● **What you will do**: Would you copy out the whole listing exactly as given?

● **Data provided**:

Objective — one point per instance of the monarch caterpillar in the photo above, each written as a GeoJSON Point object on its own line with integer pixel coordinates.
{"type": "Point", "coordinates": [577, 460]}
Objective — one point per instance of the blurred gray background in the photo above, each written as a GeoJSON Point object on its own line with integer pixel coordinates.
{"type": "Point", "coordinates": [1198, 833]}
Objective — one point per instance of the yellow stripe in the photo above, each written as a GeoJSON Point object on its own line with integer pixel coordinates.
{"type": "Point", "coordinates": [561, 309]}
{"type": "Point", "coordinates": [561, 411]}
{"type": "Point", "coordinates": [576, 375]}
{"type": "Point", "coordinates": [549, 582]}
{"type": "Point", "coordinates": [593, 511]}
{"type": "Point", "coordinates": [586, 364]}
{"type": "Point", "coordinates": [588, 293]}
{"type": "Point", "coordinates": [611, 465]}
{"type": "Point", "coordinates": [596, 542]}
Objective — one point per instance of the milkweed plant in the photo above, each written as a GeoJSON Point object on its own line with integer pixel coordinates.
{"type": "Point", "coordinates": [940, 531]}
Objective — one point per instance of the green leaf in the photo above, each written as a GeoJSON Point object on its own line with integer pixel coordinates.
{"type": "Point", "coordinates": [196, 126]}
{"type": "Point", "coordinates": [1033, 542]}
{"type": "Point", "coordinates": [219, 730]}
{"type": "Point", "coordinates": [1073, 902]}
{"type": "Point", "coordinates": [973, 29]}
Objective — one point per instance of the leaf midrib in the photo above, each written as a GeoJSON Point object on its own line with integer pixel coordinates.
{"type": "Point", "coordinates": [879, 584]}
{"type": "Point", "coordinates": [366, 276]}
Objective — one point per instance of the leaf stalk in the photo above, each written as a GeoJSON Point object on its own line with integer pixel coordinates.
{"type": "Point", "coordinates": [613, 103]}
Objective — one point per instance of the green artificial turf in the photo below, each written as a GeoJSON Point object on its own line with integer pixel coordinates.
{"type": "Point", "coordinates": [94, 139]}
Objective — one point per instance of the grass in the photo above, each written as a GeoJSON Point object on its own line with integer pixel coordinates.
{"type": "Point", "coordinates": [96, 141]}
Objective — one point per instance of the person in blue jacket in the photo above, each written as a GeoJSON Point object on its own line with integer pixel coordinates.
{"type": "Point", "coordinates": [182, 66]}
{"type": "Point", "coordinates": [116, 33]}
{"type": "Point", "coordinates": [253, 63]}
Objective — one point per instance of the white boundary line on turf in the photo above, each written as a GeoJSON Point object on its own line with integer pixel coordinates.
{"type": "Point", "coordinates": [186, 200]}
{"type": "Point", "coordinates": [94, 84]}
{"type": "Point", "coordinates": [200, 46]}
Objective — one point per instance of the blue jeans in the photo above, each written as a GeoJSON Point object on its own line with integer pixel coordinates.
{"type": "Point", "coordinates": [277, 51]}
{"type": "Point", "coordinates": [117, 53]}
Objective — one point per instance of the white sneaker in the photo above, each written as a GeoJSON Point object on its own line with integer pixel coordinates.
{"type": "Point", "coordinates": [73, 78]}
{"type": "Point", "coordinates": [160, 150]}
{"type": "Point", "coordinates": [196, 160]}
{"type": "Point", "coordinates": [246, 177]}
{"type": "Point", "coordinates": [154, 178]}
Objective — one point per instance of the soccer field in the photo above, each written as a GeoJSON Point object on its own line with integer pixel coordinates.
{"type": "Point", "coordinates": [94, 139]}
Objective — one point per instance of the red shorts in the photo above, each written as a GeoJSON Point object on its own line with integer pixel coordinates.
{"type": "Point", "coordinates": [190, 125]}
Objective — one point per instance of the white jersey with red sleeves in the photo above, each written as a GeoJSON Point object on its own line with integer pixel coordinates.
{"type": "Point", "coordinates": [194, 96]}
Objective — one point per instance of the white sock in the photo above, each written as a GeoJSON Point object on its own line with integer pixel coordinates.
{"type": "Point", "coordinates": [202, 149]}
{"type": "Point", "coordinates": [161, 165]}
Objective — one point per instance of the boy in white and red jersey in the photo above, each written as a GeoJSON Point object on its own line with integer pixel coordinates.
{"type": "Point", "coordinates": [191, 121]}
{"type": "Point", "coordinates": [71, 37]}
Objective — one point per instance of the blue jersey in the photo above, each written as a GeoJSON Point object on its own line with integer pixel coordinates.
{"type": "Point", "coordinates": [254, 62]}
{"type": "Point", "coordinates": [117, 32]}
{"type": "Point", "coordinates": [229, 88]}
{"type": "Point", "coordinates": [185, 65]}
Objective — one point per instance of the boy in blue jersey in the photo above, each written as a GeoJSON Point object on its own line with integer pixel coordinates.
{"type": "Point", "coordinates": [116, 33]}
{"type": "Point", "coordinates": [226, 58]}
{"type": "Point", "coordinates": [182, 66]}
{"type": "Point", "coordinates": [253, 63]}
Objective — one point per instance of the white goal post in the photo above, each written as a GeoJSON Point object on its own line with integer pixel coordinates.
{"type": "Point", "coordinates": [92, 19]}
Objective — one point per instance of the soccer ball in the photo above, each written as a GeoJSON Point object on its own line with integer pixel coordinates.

● **The completed task**:
Objective — one point per instance of the monarch caterpillar in the photo above, each written as a GeoJSON Point object on its own line with integer pixel coordinates.
{"type": "Point", "coordinates": [577, 460]}
Objective — one point per instance of the blurred gray background in the photo above, each written as a GeoJSON Point object on its own line with integer pixel coordinates.
{"type": "Point", "coordinates": [1198, 833]}
Objective — one point per instance of the yellow stripe in the photo above, each written as a GeoJSON Point object on its own line with integer pixel coordinates.
{"type": "Point", "coordinates": [561, 309]}
{"type": "Point", "coordinates": [561, 411]}
{"type": "Point", "coordinates": [576, 375]}
{"type": "Point", "coordinates": [549, 582]}
{"type": "Point", "coordinates": [593, 511]}
{"type": "Point", "coordinates": [586, 364]}
{"type": "Point", "coordinates": [588, 293]}
{"type": "Point", "coordinates": [611, 465]}
{"type": "Point", "coordinates": [596, 542]}
Objective — one point per instance of the milkweed plant in the photo above, each written as a GeoJSON Point object on its own line with integer pixel coordinates.
{"type": "Point", "coordinates": [940, 531]}
Objective — one point per instance of the green leaf in the photo above, each written as a GeoJSON Point object on its own line with integer pixel coordinates.
{"type": "Point", "coordinates": [196, 126]}
{"type": "Point", "coordinates": [1033, 542]}
{"type": "Point", "coordinates": [219, 730]}
{"type": "Point", "coordinates": [1073, 902]}
{"type": "Point", "coordinates": [973, 29]}
Objective — one point per instance of the leaf midrib in the photo above, each written as a GeoJSON Point object on its own line with integer pixel coordinates.
{"type": "Point", "coordinates": [879, 584]}
{"type": "Point", "coordinates": [366, 276]}
Objective — one point per instance of the leaf stalk in the photo above, each written as a GeoJSON Point object on its own line with integer pixel coordinates.
{"type": "Point", "coordinates": [613, 103]}
Objective — one point per instance of the green artificial turf in the photo below, each written as a GeoJSON Point object on its own line with integer pixel coordinates.
{"type": "Point", "coordinates": [94, 139]}
Objective — one point per instance of the grass in the photo above, each written as a GeoJSON Point object on its own line with integer pixel coordinates.
{"type": "Point", "coordinates": [96, 141]}
Objective — one point per instance of the person in blue jacket in the photo above, each written as a GeoJSON Point object on its own line with integer pixel coordinates.
{"type": "Point", "coordinates": [182, 66]}
{"type": "Point", "coordinates": [116, 33]}
{"type": "Point", "coordinates": [253, 63]}
Objective — one point per instance of the white boundary line on turf in the photo above, each written as a GeoJSON Point object on its own line with integer pixel coordinates.
{"type": "Point", "coordinates": [186, 200]}
{"type": "Point", "coordinates": [94, 84]}
{"type": "Point", "coordinates": [200, 46]}
Objective — one point per instance of the blue jeans in the photo above, each written as a GeoJSON Point object on its own line with integer pixel coordinates.
{"type": "Point", "coordinates": [277, 51]}
{"type": "Point", "coordinates": [117, 53]}
Objective — one point per instance of the white sneaker in the photo above, each written as a GeoJSON Point object on its own line with integer pixel coordinates.
{"type": "Point", "coordinates": [73, 78]}
{"type": "Point", "coordinates": [160, 150]}
{"type": "Point", "coordinates": [196, 160]}
{"type": "Point", "coordinates": [246, 177]}
{"type": "Point", "coordinates": [154, 178]}
Objective — one point per instance of the soccer field in the photo above, each written as a GeoJSON Point object on its own line with integer pixel coordinates.
{"type": "Point", "coordinates": [94, 139]}
Objective — one point per instance of the red shorts in the photo above, each written as a GeoJSON Point object on its own line with integer pixel coordinates.
{"type": "Point", "coordinates": [190, 125]}
Objective — one point per instance of the white jersey with red sleeves in the photo above, each written as a GeoJSON Point object on its own line with integer pixel coordinates.
{"type": "Point", "coordinates": [194, 96]}
Objective — one point per instance of the white sock in the photo above, each written as a GeoJSON Point object on its own line with integer pixel coordinates.
{"type": "Point", "coordinates": [202, 149]}
{"type": "Point", "coordinates": [161, 165]}
Objective — one point per instance of the boy in white and red jersey in the photo above, each written as a GeoJSON Point object on its own line with integer pixel coordinates.
{"type": "Point", "coordinates": [191, 121]}
{"type": "Point", "coordinates": [71, 37]}
Objective — one point per instance of the blue jersey in the photo above, each written as a GeoJSON Point object on its own line with integer pixel coordinates.
{"type": "Point", "coordinates": [254, 62]}
{"type": "Point", "coordinates": [117, 32]}
{"type": "Point", "coordinates": [229, 88]}
{"type": "Point", "coordinates": [185, 65]}
Objective — one point per instance of the boy in blue jersey in the photo above, each written as a GeoJSON Point object on its own line with integer pixel coordinates.
{"type": "Point", "coordinates": [116, 33]}
{"type": "Point", "coordinates": [226, 58]}
{"type": "Point", "coordinates": [182, 66]}
{"type": "Point", "coordinates": [253, 63]}
Objective — one point per instance of the white goal post in the photo above, each written as a GeoJSON Point object on its own line with integer pixel coordinates.
{"type": "Point", "coordinates": [92, 19]}
Objective — one point per instance of the soccer ball in the photo above, each written as a GeoJSON Point object on its own line with integer pixel coordinates.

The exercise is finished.